# Please Read: Important Notice - Self Medication



## Cloudy (Jan 26, 2012)

*Hello 

Please be advised that Fertility Friends does not endorse or support people self-medicating drugs of any kind. This can include, but is not limited to, taking different doses of drugs prescribed to you, taking drugs prescribed for others, taking drugs prescribed for another purpose, going against the recommendations of your GP/Dr, taking excess doses of over-the-counter medications/supplements, or using left-over fertility medication without monitoring by, or knowledge of, your Dr/Clinic.

Such self-medication practices can be dangerous. We appreciate that this is often a frustrating journey, and such decisions are often made with the best of intentions. We also understand that often this is done by people who have done a lot of their own research and are very well-informed about what they are doing. However, due to the potential problems we strongly suggest that you discuss this directly with your GP/Clinic/Pharmacist/Nurse/Practitioner.

Due to our concerns regarding the practice of self medication you may see a disclaimer, like the one below, added to your post:




Please Note: Fertility Friends does not endorse any type of self medication/DIY drugs administering. We strongly advise you to seek advice from your GP/clinic on any aspects when self administering drugs of this nature and do not do so without professional medical supervision/approval.
= = = = =
▶ [TASKS TO PERFORM]
1. Reproduce the part of the self-medication notice from "Please be advised" up to and including "of, your Dr/Clinic.".
2. Carry on the self-medication notice, starting after its last sentence.
The data below come from a separate source.

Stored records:
= = = = =
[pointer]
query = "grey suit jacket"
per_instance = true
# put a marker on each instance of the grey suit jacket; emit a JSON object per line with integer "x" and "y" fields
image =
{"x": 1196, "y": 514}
= = = = =
▶ [RESPONSES]
1.
Please be advised that Fertility Friends does not endorse or support people self-medicating drugs of any kind. This can include, but is not limited to, taking different doses of drugs prescribed to you, taking drugs prescribed for others, taking drugs prescribed for another purpose, going against the recommendations of your GP/Dr, taking excess doses of over-the-counter medications/supplements, or using left-over fertility medication without monitoring by, or knowledge of, your Dr/Clinic.

2.
Click to expand...

[size=12pt]This disclaimer is added not only for the benefit of the original poster, but also for anyone reading the post. It is not a reprimand and the decision of whether a post warrants a disclaimer is not always clear. Please do not be offended if one is added incorrectly, if one is not added when it might appear to need one, or if your comments have been misunderstood: we Moderators are only human and doing our best, and always do so with the best of intentions 

I hope that all makes sense, but please do feel free to contact me if you have any further questions.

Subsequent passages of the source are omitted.